● **Instructions**
1. Answer these questions using the passage about the dog Shiloh, one answer per line, marked (a), (b) and (c).
(a) At what time did the loud knocking come at the door?
(b) Who turned out to be knocking?
(c) What did the visitors want the household to turn off?
2. In the passage about the dog Shiloh, rewrite the paragraph beginning "It turned out to be the fire police" as a short bulleted list that keeps its main facts.

But that’s just because, seeing a huge black dog racing between the front window and door, barking enthusiastically, they don’t notice the huge, happy smile and lolling tongue, the furiously wagging tail, and the excited tone of the bark: “Look, we have visitors!!!” People who actually come into the house immediately realize there’s nothing to fear except an enthusiastic licking.

Shiloh proved her lack of guard-dog chops once and for all when we were sleeping soundly and, at 2 a.m., there was a loud knocking on our (very isolated rural) door. Silence, half-asleep, was completely terrified, since in her groggy state it didn’t dawn on her that a murderer was unlikely to knock, however loudly, on the door. “BEN! What are you doing?!!” “I’m answering the door.” “NOOOO!!! Here! Take this pepper spray! Get the baseball bat! Do you want ME to take the pepper spray?!!”

It turned out to be the fire police, informing everyone on our street that a garbage truck had crashed into a telephone pole down the road, breaking it and pulling over a connected pole across the street. (Mercifully, no one was hurt.) They wanted us to turn off our power so the repair crew could get to work safely.

● **Supplied entries**
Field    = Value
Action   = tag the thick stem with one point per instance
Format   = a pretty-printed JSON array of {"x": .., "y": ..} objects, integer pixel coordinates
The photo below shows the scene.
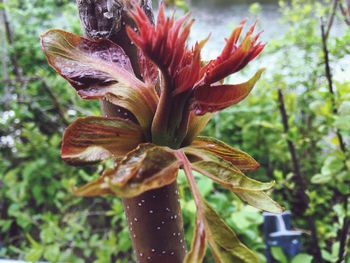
[
  {"x": 155, "y": 224},
  {"x": 299, "y": 180},
  {"x": 154, "y": 217}
]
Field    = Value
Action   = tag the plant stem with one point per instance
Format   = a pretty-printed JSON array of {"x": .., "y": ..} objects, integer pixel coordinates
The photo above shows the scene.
[
  {"x": 154, "y": 217},
  {"x": 299, "y": 179}
]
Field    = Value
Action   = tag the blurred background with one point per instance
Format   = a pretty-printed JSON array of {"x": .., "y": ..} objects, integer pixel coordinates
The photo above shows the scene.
[{"x": 296, "y": 124}]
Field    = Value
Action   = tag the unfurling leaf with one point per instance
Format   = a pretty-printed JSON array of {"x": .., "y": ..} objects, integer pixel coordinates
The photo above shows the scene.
[
  {"x": 93, "y": 139},
  {"x": 260, "y": 200},
  {"x": 89, "y": 66},
  {"x": 147, "y": 167},
  {"x": 198, "y": 245},
  {"x": 195, "y": 126},
  {"x": 97, "y": 69},
  {"x": 240, "y": 159},
  {"x": 217, "y": 97},
  {"x": 229, "y": 176},
  {"x": 224, "y": 243}
]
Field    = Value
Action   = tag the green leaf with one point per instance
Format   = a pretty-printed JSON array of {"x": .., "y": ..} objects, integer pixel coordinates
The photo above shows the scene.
[
  {"x": 240, "y": 159},
  {"x": 302, "y": 257},
  {"x": 100, "y": 69},
  {"x": 224, "y": 243},
  {"x": 93, "y": 139},
  {"x": 229, "y": 176},
  {"x": 147, "y": 167},
  {"x": 198, "y": 244}
]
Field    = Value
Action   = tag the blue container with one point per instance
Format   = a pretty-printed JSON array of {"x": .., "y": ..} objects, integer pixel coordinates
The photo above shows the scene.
[{"x": 278, "y": 233}]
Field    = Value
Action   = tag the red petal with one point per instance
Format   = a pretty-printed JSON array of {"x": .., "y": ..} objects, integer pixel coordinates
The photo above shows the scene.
[
  {"x": 165, "y": 45},
  {"x": 233, "y": 57},
  {"x": 214, "y": 98}
]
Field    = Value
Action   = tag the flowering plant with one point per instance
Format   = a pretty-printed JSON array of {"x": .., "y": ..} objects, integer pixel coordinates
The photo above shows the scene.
[{"x": 161, "y": 115}]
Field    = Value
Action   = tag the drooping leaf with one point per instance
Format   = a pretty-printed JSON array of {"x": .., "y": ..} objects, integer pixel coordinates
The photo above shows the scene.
[
  {"x": 94, "y": 139},
  {"x": 149, "y": 71},
  {"x": 217, "y": 97},
  {"x": 240, "y": 159},
  {"x": 195, "y": 126},
  {"x": 98, "y": 187},
  {"x": 99, "y": 68},
  {"x": 224, "y": 243},
  {"x": 90, "y": 66},
  {"x": 229, "y": 176},
  {"x": 260, "y": 200},
  {"x": 147, "y": 167},
  {"x": 198, "y": 244}
]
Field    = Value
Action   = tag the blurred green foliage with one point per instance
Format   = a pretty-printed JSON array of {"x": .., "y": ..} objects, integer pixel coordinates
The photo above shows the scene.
[{"x": 41, "y": 219}]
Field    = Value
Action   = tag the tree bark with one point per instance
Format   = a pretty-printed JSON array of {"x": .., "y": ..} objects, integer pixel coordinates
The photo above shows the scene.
[
  {"x": 154, "y": 217},
  {"x": 316, "y": 251}
]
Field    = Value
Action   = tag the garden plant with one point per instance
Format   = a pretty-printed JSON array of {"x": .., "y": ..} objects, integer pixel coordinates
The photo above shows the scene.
[
  {"x": 151, "y": 124},
  {"x": 295, "y": 123}
]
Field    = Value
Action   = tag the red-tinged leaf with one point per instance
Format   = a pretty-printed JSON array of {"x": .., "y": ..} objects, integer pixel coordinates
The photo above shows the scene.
[
  {"x": 149, "y": 70},
  {"x": 217, "y": 97},
  {"x": 147, "y": 167},
  {"x": 165, "y": 44},
  {"x": 198, "y": 245},
  {"x": 131, "y": 100},
  {"x": 195, "y": 126},
  {"x": 90, "y": 66},
  {"x": 98, "y": 187},
  {"x": 229, "y": 176},
  {"x": 260, "y": 200},
  {"x": 233, "y": 57},
  {"x": 224, "y": 243},
  {"x": 93, "y": 139},
  {"x": 238, "y": 158}
]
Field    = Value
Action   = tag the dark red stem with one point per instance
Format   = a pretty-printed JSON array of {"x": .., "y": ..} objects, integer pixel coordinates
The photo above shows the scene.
[{"x": 154, "y": 217}]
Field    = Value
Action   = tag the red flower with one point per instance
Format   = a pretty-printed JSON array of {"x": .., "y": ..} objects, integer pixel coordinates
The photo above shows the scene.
[{"x": 165, "y": 45}]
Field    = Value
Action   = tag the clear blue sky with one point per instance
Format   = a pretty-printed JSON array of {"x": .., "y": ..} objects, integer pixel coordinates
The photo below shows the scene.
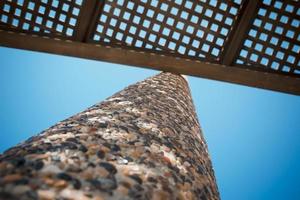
[{"x": 253, "y": 135}]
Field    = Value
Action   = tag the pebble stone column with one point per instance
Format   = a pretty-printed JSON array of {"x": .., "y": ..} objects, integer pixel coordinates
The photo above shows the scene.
[{"x": 144, "y": 142}]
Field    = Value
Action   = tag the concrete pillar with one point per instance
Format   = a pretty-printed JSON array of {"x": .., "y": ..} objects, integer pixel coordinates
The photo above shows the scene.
[{"x": 142, "y": 143}]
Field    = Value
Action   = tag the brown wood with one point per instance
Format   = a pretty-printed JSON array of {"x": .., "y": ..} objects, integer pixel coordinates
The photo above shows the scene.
[
  {"x": 87, "y": 13},
  {"x": 240, "y": 32},
  {"x": 161, "y": 62}
]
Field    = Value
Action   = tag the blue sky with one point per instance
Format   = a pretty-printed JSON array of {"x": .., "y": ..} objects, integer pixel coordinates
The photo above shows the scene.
[{"x": 253, "y": 135}]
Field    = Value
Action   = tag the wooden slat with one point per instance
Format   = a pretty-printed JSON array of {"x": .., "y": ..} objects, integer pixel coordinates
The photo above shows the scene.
[
  {"x": 240, "y": 32},
  {"x": 161, "y": 62}
]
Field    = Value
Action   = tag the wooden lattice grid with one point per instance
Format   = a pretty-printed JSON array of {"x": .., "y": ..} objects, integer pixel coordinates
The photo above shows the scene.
[
  {"x": 50, "y": 17},
  {"x": 250, "y": 42},
  {"x": 273, "y": 40},
  {"x": 190, "y": 28}
]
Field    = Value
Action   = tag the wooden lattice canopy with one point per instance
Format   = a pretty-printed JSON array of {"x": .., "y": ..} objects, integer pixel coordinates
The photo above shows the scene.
[{"x": 250, "y": 42}]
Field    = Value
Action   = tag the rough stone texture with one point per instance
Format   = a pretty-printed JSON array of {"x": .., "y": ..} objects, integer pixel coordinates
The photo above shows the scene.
[{"x": 142, "y": 143}]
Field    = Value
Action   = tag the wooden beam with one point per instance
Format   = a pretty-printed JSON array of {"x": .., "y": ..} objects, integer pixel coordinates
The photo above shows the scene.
[
  {"x": 161, "y": 62},
  {"x": 239, "y": 32},
  {"x": 87, "y": 13}
]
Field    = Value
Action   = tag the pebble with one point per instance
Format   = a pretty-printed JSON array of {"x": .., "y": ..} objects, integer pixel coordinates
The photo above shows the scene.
[
  {"x": 11, "y": 178},
  {"x": 104, "y": 184},
  {"x": 151, "y": 148},
  {"x": 46, "y": 194},
  {"x": 109, "y": 167}
]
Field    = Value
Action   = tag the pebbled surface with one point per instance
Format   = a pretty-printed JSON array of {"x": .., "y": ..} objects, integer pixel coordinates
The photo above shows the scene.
[{"x": 144, "y": 142}]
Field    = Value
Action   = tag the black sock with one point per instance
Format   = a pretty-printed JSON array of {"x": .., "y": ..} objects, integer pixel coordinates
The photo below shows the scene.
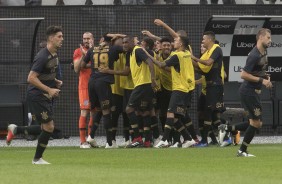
[
  {"x": 191, "y": 130},
  {"x": 167, "y": 128},
  {"x": 183, "y": 131},
  {"x": 29, "y": 130},
  {"x": 206, "y": 129},
  {"x": 125, "y": 126},
  {"x": 212, "y": 136},
  {"x": 163, "y": 121},
  {"x": 108, "y": 127},
  {"x": 175, "y": 136},
  {"x": 42, "y": 144},
  {"x": 96, "y": 121},
  {"x": 248, "y": 137},
  {"x": 93, "y": 130},
  {"x": 147, "y": 128},
  {"x": 242, "y": 126},
  {"x": 134, "y": 123},
  {"x": 155, "y": 127}
]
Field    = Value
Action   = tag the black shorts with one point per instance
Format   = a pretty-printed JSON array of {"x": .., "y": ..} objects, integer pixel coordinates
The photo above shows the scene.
[
  {"x": 202, "y": 103},
  {"x": 141, "y": 98},
  {"x": 163, "y": 100},
  {"x": 41, "y": 109},
  {"x": 156, "y": 100},
  {"x": 214, "y": 98},
  {"x": 100, "y": 94},
  {"x": 179, "y": 101},
  {"x": 252, "y": 106},
  {"x": 117, "y": 102},
  {"x": 126, "y": 96}
]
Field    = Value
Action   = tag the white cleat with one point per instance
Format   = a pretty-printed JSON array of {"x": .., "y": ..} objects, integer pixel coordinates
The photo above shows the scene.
[
  {"x": 40, "y": 162},
  {"x": 11, "y": 133},
  {"x": 227, "y": 142},
  {"x": 157, "y": 140},
  {"x": 221, "y": 133},
  {"x": 85, "y": 145},
  {"x": 244, "y": 154},
  {"x": 113, "y": 146},
  {"x": 92, "y": 142},
  {"x": 188, "y": 144},
  {"x": 126, "y": 143},
  {"x": 176, "y": 145},
  {"x": 162, "y": 144}
]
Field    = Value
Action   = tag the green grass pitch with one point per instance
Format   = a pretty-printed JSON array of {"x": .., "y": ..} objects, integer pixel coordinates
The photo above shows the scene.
[{"x": 72, "y": 165}]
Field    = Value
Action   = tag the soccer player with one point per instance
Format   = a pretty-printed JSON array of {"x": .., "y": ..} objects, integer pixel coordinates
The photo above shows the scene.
[
  {"x": 143, "y": 76},
  {"x": 183, "y": 81},
  {"x": 84, "y": 75},
  {"x": 214, "y": 105},
  {"x": 99, "y": 86},
  {"x": 254, "y": 76},
  {"x": 43, "y": 89}
]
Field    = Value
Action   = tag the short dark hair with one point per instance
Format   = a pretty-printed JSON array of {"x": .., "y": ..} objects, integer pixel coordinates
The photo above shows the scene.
[
  {"x": 182, "y": 33},
  {"x": 262, "y": 32},
  {"x": 52, "y": 30},
  {"x": 130, "y": 37},
  {"x": 107, "y": 38},
  {"x": 150, "y": 43},
  {"x": 210, "y": 34},
  {"x": 165, "y": 39},
  {"x": 185, "y": 41}
]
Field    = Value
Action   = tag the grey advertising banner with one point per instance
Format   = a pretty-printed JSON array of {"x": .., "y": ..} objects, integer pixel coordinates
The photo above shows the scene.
[{"x": 237, "y": 37}]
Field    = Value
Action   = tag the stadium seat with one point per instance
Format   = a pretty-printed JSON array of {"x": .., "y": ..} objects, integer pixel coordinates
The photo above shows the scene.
[
  {"x": 12, "y": 109},
  {"x": 278, "y": 103}
]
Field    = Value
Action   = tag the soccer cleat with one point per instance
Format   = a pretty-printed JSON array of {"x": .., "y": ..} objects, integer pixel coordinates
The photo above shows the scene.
[
  {"x": 221, "y": 133},
  {"x": 188, "y": 144},
  {"x": 225, "y": 143},
  {"x": 11, "y": 133},
  {"x": 162, "y": 144},
  {"x": 244, "y": 154},
  {"x": 85, "y": 145},
  {"x": 126, "y": 143},
  {"x": 157, "y": 140},
  {"x": 40, "y": 162},
  {"x": 92, "y": 142},
  {"x": 236, "y": 138},
  {"x": 137, "y": 142},
  {"x": 147, "y": 144},
  {"x": 201, "y": 145},
  {"x": 176, "y": 145},
  {"x": 113, "y": 146}
]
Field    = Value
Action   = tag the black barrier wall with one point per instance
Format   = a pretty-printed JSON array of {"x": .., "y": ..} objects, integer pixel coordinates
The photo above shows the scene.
[{"x": 99, "y": 20}]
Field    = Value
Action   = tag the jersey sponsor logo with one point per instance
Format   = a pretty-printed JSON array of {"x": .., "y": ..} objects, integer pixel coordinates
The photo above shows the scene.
[
  {"x": 273, "y": 44},
  {"x": 272, "y": 69},
  {"x": 247, "y": 26},
  {"x": 275, "y": 26},
  {"x": 222, "y": 44},
  {"x": 220, "y": 26},
  {"x": 44, "y": 115},
  {"x": 237, "y": 68},
  {"x": 243, "y": 44}
]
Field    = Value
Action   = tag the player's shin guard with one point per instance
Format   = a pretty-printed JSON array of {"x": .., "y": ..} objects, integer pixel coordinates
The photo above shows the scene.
[
  {"x": 167, "y": 128},
  {"x": 248, "y": 137},
  {"x": 42, "y": 144},
  {"x": 108, "y": 127}
]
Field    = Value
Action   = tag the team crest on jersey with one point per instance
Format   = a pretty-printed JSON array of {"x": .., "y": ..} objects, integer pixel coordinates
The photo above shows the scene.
[
  {"x": 257, "y": 112},
  {"x": 180, "y": 110},
  {"x": 85, "y": 102},
  {"x": 44, "y": 115},
  {"x": 144, "y": 103},
  {"x": 33, "y": 117}
]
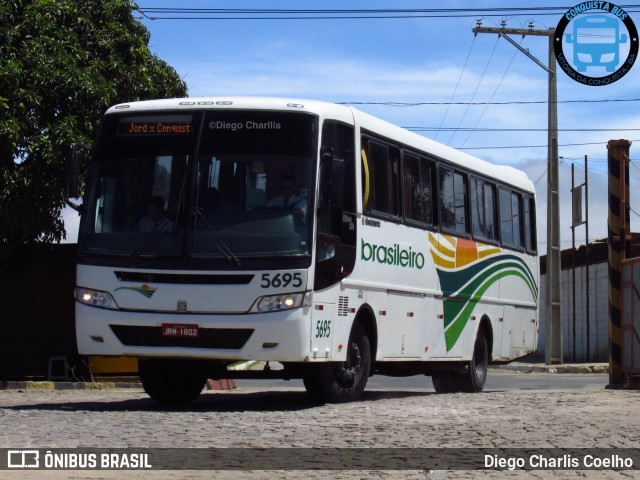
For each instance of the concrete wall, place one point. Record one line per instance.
(574, 345)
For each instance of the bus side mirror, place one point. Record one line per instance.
(72, 174)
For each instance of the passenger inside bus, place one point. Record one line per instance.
(156, 218)
(287, 200)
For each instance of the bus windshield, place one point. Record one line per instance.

● **Answers for the tasks**
1.
(a) At 2 a.m.
(b) The fire police.
(c) Their power.

2.
- The visitors were the fire police, informing everyone on the street about an accident.
- A garbage truck had crashed into a telephone pole down the road and broken it.
- The broken pole pulled over a connected pole across the street.
- No one was hurt.
- The fire police wanted residents to turn off their power so the repair crew could work safely.